**Exercise tasks**
1. In the newsletter on family separation below, condense the paragraph that begins "The Trump Administration announced" into a shorter version that keeps its main facts.
2. Write the next part of the newsletter on family separation below, starting after its final paragraph.

**Extracted text**
————————

President Trump’s Family Separation Policy
June 21st, 2018
This is a special E-Newsletter regarding one subject only—the ongoing crisis in our country of children being separated from parents and placed in detention centers. I will be traveling to Texas tomorrow with House colleagues to examine the detention centers and hopefully meet with detainees in Brownsville and McAllen. As a Member of Congress, I was informed by federal officials that I had to ask permission two weeks ahead of time to seek entry to the jails and meet with detainees.
The Trump Administration announced its “zero-tolerance” policy in April, and since then approximately 2,500 children have been separated from their parents and placed in metal cages. The President claims he is required by law to do this. This is a lie. There is no such law. The decision to prosecute all migrants who cross the border unlawfully, including asylum seekers and families with young children, is a choice, not a legal requirement.
Our laws are specific as they relate to refugees. Because they’ve fled violence and persecution in their home countries, they have a legal right to seek asylum in the U.S. after proving their case in our legal system. Our laws are also specific about how minor children, babies and toddlers are to be treated. The Flores Settlement Agreement of 1997 (which was part of a class-action lawsuit challenging the treatment of unaccompanied minors), requires that children in the custody of ICE can only be held for 20 days or less, must then be transferred to the Office of Refugee Settlement which places them in the care of a relative or suitable foster family while their parents are prosecuted. No previous president from either party has interpreted our laws to require mass, indiscriminate separation of families.

————————

**Excerpted data**
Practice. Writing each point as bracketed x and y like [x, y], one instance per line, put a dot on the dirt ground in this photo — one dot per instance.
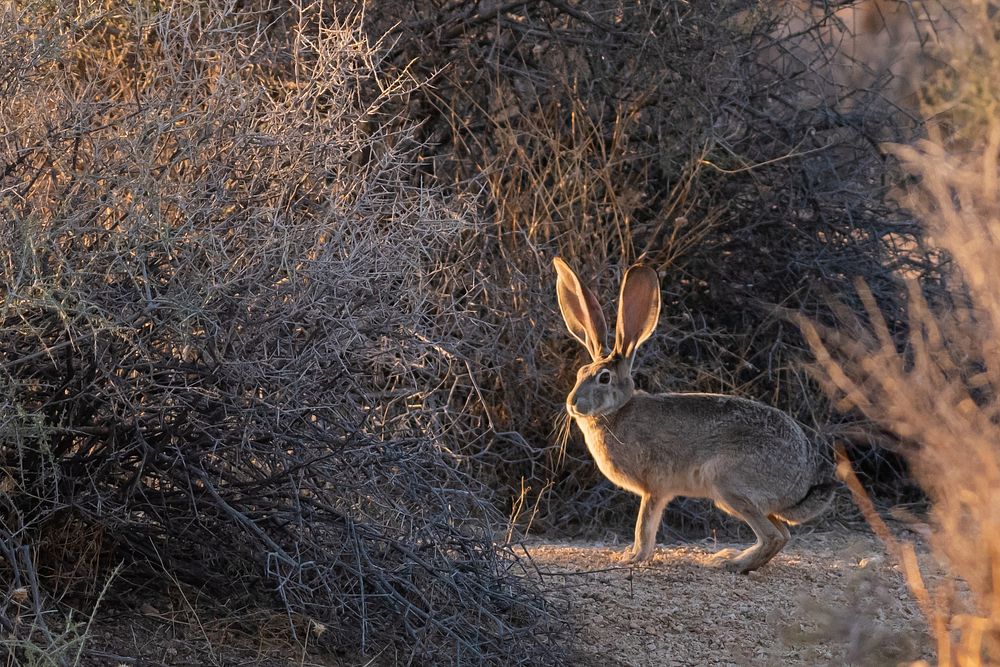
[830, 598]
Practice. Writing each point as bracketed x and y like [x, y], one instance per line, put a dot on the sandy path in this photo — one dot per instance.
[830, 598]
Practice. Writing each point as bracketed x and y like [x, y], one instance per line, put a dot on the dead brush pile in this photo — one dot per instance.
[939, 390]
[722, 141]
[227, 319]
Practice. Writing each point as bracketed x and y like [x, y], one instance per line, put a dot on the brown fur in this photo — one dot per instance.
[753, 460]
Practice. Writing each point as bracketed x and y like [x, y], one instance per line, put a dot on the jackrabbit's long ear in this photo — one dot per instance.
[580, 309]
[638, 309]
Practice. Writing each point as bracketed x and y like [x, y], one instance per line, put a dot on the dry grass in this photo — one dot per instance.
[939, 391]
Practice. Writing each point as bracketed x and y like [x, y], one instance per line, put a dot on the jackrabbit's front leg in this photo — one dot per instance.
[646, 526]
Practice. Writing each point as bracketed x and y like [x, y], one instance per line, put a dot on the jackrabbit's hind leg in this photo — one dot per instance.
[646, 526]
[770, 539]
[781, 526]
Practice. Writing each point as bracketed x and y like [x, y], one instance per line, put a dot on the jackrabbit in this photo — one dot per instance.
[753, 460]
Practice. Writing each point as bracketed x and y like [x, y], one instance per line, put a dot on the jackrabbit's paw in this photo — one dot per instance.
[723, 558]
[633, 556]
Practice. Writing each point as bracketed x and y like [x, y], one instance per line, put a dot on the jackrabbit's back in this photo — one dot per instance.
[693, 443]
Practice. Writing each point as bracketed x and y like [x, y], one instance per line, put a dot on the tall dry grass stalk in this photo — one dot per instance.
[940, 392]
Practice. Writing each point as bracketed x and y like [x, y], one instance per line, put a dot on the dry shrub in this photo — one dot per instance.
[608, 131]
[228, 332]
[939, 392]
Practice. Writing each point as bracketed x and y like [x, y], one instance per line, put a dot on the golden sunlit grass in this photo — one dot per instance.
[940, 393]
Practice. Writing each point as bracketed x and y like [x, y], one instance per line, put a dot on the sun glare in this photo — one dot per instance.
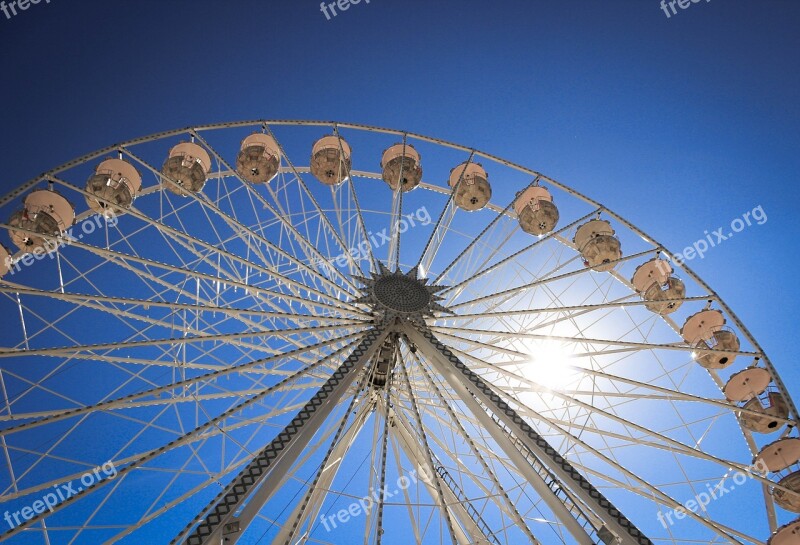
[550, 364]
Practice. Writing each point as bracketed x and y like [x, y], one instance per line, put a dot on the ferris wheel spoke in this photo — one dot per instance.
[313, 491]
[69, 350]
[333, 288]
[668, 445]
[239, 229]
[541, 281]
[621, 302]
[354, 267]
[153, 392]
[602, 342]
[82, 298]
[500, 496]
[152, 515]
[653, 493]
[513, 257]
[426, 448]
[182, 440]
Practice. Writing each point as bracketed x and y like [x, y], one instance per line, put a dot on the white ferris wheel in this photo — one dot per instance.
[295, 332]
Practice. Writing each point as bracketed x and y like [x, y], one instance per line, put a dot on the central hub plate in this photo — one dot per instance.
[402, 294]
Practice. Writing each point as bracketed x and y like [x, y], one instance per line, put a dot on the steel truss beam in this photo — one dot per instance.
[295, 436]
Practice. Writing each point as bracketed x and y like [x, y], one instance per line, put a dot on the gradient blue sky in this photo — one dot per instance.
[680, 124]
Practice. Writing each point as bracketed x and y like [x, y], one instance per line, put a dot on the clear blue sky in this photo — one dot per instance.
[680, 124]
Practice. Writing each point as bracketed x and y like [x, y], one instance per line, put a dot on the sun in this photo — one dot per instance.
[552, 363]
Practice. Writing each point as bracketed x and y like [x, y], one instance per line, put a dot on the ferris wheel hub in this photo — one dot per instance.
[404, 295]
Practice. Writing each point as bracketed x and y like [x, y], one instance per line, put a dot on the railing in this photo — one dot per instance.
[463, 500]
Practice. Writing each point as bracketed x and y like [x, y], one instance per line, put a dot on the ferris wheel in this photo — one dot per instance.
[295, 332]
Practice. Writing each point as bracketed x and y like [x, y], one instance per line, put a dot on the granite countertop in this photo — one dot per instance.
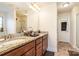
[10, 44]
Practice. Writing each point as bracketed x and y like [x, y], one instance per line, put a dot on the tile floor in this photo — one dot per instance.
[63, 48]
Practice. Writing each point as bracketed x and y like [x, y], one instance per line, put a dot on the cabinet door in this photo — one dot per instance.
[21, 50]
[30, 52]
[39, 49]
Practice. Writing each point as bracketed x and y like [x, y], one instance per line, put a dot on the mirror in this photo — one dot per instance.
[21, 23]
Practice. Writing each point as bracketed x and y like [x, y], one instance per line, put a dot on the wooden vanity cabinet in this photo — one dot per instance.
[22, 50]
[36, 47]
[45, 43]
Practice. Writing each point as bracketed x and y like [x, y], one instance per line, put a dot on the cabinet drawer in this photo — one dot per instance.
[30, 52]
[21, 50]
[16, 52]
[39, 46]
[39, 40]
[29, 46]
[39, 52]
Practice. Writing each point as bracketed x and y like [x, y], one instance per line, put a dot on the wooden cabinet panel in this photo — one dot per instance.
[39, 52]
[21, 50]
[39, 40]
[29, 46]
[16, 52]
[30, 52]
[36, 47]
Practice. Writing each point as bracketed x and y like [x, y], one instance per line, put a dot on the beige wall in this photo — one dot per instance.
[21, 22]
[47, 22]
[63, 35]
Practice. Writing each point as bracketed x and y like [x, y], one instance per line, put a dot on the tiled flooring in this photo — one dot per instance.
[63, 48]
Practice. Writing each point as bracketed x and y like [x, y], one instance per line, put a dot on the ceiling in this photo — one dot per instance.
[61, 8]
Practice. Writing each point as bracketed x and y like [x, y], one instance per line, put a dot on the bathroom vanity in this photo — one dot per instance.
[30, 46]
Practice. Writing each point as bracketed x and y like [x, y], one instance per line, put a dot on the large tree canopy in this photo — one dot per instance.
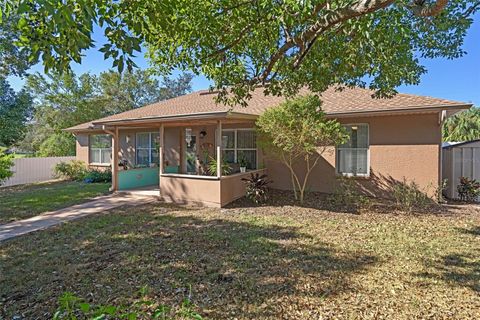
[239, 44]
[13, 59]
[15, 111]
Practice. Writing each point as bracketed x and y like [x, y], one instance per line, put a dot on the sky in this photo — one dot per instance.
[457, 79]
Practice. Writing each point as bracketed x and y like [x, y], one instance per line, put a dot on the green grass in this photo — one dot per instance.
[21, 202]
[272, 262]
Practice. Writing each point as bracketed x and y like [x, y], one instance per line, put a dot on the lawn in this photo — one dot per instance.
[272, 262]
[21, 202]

————————

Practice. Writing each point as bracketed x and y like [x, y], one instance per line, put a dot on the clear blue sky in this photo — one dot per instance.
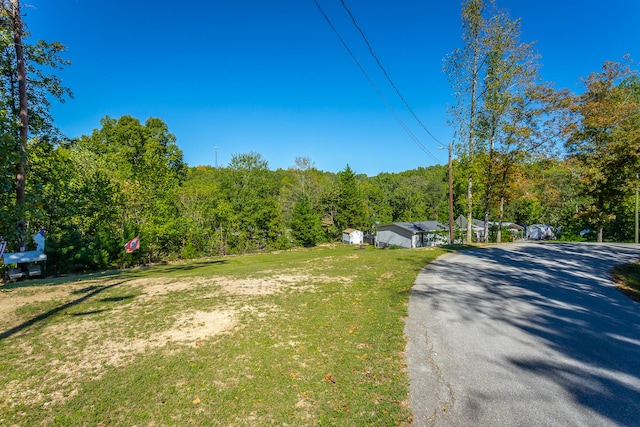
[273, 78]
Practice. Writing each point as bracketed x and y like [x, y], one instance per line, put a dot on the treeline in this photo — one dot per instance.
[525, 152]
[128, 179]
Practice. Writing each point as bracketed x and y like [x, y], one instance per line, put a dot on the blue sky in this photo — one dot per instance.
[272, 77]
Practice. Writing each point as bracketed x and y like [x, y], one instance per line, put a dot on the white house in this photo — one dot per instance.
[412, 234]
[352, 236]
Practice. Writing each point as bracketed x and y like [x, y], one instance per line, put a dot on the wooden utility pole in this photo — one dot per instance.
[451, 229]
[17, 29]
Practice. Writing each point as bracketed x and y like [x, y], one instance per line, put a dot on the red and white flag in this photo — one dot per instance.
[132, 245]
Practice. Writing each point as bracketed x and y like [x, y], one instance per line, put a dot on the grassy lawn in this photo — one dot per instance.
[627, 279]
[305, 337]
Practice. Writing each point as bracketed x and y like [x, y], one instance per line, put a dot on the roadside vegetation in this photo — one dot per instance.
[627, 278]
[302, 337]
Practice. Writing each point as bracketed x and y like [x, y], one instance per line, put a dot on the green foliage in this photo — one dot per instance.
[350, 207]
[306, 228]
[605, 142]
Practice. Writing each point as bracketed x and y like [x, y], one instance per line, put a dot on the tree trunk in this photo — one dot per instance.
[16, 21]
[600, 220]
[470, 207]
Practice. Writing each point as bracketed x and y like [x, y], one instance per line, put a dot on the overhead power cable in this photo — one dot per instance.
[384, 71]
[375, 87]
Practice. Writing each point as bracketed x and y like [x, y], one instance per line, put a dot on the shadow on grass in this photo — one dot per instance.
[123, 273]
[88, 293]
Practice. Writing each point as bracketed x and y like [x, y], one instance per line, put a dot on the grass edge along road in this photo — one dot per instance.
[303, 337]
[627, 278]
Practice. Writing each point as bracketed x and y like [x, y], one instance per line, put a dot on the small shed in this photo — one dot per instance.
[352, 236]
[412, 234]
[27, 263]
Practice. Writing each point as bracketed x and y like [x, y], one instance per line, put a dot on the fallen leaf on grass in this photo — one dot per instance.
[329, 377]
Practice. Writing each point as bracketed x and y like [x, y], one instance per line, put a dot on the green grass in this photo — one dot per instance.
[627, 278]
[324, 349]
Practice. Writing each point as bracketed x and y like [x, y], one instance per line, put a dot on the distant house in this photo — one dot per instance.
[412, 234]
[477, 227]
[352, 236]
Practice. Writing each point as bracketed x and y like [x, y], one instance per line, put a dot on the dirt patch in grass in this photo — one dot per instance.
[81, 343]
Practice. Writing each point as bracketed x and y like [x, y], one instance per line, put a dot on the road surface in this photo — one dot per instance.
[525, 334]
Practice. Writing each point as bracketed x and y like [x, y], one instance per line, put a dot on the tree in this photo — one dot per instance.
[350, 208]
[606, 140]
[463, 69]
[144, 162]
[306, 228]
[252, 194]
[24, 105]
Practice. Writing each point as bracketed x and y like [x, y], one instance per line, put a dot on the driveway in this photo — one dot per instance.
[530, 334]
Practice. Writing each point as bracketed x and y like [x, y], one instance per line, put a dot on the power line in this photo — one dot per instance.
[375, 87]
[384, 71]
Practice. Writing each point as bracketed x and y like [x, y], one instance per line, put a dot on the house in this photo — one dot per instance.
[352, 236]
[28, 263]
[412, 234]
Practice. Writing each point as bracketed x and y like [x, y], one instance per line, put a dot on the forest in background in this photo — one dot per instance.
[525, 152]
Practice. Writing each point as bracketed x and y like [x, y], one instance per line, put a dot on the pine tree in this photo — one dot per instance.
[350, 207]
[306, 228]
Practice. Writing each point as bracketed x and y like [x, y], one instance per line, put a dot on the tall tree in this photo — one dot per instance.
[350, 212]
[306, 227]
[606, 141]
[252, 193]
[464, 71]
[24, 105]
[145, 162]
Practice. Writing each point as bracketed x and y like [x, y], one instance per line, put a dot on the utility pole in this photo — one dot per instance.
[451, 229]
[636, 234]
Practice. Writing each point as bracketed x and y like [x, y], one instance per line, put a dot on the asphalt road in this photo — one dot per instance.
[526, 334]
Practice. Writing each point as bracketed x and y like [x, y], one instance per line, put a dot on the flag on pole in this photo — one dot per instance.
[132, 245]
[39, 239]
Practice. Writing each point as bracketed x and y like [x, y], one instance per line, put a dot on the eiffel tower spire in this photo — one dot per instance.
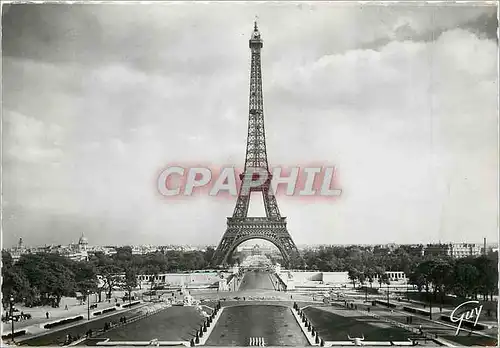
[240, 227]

————————

**Results in order**
1. The Trump Administration announced its "zero-tolerance" policy in April. Since then, about 2,500 children have been separated from their parents and placed in metal cages. The President says the law requires this, but no such law exists. Prosecuting every migrant who crosses the border unlawfully, including asylum seekers and families with young children, is a choice rather than a legal requirement.

2.
The only difference between the above and the Executive Order signed by the President yesterday is that families will now be jailed together. Holding children indefinitely in ICE custody is not a solution to this crisis, and I expect the courts will determine that the Executive Order violates the Flores Settlement Agreement. Additionally, the Executive Order does not provide any guidance as to how the approximately 2,500 young children who have been disbursed across the country will be reunited with their parents. Some experts say they never will be.
Because the President refuses to permanently end this policy, over 190 House Members introduced the Keep Families Together Act this week which definitively ends family separation at the border. Specifically, the bill prohibits immigration officials from removing children from their parents except in extreme circumstances if it is determined that the child is endangered by a parent, and delays the prosecution of refugees until their asylum claims are processed. This would end the zero-tolerance policy that has resulted in family separation. I wish the House would pass this bill immediately to permanently end this crisis.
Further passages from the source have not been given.